→ Instructions for the task:
Give back the full material, exactly as it reads.

(Stored dataset items)
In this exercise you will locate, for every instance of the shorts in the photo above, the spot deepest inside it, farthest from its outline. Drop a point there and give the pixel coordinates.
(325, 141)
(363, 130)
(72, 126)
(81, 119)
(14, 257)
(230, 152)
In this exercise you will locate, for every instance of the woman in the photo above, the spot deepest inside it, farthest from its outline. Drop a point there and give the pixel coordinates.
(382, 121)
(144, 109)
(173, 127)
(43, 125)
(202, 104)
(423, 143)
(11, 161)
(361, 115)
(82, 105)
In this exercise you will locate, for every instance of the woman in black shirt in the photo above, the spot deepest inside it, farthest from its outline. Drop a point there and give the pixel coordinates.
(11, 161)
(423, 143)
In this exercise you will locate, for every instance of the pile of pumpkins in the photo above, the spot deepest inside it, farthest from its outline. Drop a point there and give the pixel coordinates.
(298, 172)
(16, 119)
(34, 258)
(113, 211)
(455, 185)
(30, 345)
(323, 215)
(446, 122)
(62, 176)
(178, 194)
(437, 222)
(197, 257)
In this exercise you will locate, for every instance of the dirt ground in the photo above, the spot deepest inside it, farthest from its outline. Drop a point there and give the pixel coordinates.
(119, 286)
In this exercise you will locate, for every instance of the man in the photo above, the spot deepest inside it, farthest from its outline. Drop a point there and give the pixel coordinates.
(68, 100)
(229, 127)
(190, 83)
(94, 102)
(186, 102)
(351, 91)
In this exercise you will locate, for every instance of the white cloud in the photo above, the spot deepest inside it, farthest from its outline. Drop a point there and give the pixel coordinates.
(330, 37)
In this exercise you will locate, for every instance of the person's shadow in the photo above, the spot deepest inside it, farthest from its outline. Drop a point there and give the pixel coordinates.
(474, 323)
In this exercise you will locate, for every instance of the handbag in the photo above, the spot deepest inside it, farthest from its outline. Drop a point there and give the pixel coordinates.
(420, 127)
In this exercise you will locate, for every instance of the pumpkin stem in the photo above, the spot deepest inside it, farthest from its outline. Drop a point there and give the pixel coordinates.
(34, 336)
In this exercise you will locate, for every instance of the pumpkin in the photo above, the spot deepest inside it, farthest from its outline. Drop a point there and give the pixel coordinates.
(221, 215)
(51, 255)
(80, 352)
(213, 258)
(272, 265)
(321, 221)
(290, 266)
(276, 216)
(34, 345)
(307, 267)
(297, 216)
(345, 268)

→ Solved problem:
In this exercise you will locate, for every instance of the shorts in the photo above, the spot deepest inside it, farthest from its outline. Drop a point there and give the pixel coordinates.
(325, 141)
(363, 130)
(72, 126)
(81, 119)
(14, 257)
(230, 152)
In this exercise you will locate, for every instance of the woman in the photo above, the spot deepest inside it, farthest from its outline. Drop a point there and give the pixel coordinates.
(382, 121)
(144, 109)
(173, 127)
(43, 125)
(202, 104)
(423, 143)
(11, 161)
(361, 115)
(82, 105)
In this exercise you will locate, for every instance of the woman in black shirt in the photo above, the spot deepest inside it, farthest from its outline. Drop a point there and give the pixel coordinates.
(11, 161)
(423, 143)
In this exercise you will locate, for every instance of the pile of pumpkins in the photo above, the spot deepest inside it, farthest from its outline. Drop a point there and give the pixel coordinates.
(298, 172)
(16, 119)
(34, 258)
(113, 211)
(455, 185)
(30, 345)
(323, 215)
(446, 122)
(62, 176)
(178, 194)
(437, 222)
(197, 257)
In this exercise you will locate, for every instance of the dirt ground in the photo above, the spot deepest inside it, farthest from its outline. Drop a point there and give the pixel coordinates.
(119, 286)
In this exercise you will locate, for every instance of the man in the photo above, the spot deepest inside it, farthest from its outline. Drop a point there and give the pixel coordinates.
(68, 100)
(229, 127)
(190, 83)
(94, 102)
(186, 102)
(351, 91)
In this exercise you will locate, for every instance of the white cloud in the photo above, the spot deepest inside it, farthest from its outline. Drop a point there and give the pixel coordinates.
(330, 37)
In this exercise you will locate, for every instance of the person's shadow in the photo above, the spot deepest inside it, farthest from its outline. Drop a point there and give the pixel coordinates.
(474, 323)
In this exercise you will locate, for every instance of the handbag in the photo above, the spot deepest inside it, farthest from its outline. Drop a point there and give the pixel coordinates.
(420, 127)
In this exercise you will locate, for every instance of the pumpkin stem in the photo above, the spot deepest inside it, farthest from its outline. Drop a point there and give the pixel coordinates.
(34, 336)
In this exercise you will locate, for every instance of the pumpkin in the photo above, the spot deepest inside it, farthest from its outline. Drop a point there and give the pixel coordinates.
(221, 215)
(51, 255)
(80, 352)
(213, 258)
(272, 265)
(321, 221)
(290, 266)
(276, 216)
(34, 345)
(307, 267)
(297, 216)
(345, 268)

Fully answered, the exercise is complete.